## RECORDS PROVIDED

--------------------------------------------------

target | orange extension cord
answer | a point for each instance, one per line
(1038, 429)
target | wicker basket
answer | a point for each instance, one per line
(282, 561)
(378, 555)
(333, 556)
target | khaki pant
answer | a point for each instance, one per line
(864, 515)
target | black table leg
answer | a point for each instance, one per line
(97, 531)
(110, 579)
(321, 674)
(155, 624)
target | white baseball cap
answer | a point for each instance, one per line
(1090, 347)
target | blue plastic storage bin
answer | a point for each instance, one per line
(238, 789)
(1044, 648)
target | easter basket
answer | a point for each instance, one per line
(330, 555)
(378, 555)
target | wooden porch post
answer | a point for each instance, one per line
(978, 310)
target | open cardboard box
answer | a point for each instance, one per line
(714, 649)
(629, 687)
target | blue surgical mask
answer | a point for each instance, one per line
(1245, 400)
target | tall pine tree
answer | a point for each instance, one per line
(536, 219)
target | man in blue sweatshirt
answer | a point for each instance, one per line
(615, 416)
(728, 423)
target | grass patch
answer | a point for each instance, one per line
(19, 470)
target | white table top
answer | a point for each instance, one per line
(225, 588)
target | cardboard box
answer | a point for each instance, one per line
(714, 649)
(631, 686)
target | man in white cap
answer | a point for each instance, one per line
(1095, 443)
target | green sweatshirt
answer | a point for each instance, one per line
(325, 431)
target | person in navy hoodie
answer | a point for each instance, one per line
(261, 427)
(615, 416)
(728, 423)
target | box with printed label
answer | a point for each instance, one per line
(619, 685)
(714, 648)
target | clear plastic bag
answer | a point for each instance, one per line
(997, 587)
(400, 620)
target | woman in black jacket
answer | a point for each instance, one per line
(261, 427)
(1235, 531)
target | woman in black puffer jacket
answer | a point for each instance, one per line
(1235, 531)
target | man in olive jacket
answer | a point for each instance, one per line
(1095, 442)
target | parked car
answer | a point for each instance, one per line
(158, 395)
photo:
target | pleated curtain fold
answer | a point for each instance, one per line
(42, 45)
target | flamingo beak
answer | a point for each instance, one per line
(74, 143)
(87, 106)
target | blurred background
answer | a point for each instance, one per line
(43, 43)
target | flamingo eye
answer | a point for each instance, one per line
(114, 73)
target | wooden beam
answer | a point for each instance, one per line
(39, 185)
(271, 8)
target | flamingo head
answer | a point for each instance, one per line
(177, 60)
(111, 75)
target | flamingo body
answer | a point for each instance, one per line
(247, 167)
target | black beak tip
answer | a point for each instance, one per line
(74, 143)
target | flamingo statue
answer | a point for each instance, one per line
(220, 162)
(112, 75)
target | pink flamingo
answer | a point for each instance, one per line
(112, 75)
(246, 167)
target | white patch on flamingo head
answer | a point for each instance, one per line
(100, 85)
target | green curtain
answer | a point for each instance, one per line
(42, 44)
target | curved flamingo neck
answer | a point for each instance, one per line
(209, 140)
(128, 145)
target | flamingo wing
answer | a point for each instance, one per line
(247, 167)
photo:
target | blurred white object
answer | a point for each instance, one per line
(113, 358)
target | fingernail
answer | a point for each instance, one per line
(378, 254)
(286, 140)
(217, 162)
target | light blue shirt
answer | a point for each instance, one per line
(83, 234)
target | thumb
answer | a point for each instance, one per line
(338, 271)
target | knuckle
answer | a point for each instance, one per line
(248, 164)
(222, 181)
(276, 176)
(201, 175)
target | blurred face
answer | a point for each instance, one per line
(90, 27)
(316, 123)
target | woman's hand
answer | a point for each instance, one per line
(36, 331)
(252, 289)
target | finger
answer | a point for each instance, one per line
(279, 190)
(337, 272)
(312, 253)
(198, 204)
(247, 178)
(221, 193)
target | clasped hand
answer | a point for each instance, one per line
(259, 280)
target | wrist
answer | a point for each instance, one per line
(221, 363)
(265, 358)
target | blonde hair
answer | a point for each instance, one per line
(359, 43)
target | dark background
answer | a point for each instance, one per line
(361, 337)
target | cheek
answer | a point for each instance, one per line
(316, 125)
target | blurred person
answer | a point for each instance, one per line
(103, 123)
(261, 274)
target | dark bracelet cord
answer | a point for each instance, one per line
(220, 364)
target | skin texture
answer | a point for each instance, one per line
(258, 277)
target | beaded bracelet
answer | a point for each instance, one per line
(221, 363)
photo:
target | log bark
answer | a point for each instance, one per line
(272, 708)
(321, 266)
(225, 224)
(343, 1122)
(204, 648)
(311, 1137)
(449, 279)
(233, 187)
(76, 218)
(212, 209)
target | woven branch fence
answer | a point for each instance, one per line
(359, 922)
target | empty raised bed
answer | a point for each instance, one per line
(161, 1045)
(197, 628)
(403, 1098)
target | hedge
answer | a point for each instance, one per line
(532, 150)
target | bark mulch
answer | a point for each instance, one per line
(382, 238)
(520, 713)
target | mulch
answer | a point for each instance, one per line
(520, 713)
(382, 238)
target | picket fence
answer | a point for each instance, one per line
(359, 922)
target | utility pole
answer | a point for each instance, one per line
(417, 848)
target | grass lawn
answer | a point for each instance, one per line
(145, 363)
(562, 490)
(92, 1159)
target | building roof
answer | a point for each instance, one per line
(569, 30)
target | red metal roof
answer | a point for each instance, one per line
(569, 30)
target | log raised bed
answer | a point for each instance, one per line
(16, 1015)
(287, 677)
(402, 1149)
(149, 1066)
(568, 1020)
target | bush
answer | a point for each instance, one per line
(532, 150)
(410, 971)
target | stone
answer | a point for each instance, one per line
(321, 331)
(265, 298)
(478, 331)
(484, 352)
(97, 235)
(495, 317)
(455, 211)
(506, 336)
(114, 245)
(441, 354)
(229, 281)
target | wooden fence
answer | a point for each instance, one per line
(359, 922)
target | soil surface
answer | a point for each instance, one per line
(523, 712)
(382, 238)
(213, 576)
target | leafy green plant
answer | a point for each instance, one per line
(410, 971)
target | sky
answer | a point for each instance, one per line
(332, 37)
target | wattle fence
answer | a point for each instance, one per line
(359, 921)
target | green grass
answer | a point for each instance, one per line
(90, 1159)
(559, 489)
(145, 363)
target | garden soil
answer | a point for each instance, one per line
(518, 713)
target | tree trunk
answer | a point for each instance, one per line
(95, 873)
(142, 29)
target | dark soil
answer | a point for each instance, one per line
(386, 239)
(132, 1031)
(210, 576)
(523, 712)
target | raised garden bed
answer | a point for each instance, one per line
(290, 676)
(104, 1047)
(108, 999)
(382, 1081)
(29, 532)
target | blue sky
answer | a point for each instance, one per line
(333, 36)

--------------------------------------------------

Turn the rows, starting at their first line and ending at the line that contains "(1245, 400)", into a JSON list of strings with one string per line and no entries for blank lines.

[
  "target | orange extension cord",
  "answer | a point for each instance, one per line",
  "(1038, 429)",
  "target | wicker basket",
  "answer | a point for each instance, one per line",
  "(282, 561)",
  "(378, 555)",
  "(333, 556)",
  "target | khaki pant",
  "answer | a point for each instance, one per line",
  "(864, 515)",
  "target | black table leg",
  "answer | a point for each instance, one per line",
  "(97, 531)",
  "(110, 579)",
  "(321, 674)",
  "(155, 624)",
  "target | white baseball cap",
  "answer | a point for each instance, one per line",
  "(1090, 347)",
  "target | blue plastic storage bin",
  "answer | a point for each instance, one per line",
  "(238, 789)",
  "(1044, 648)",
  "target | easter basket",
  "answer | a point for each instance, one per line",
  "(330, 555)",
  "(378, 555)",
  "target | wooden porch post",
  "answer | a point for each instance, one per line",
  "(978, 310)",
  "target | open cardboard box",
  "answer | a point for each instance, one per line",
  "(714, 649)",
  "(629, 687)",
  "target | blue surgical mask",
  "answer | a point for each instance, one per line",
  "(1245, 400)"
]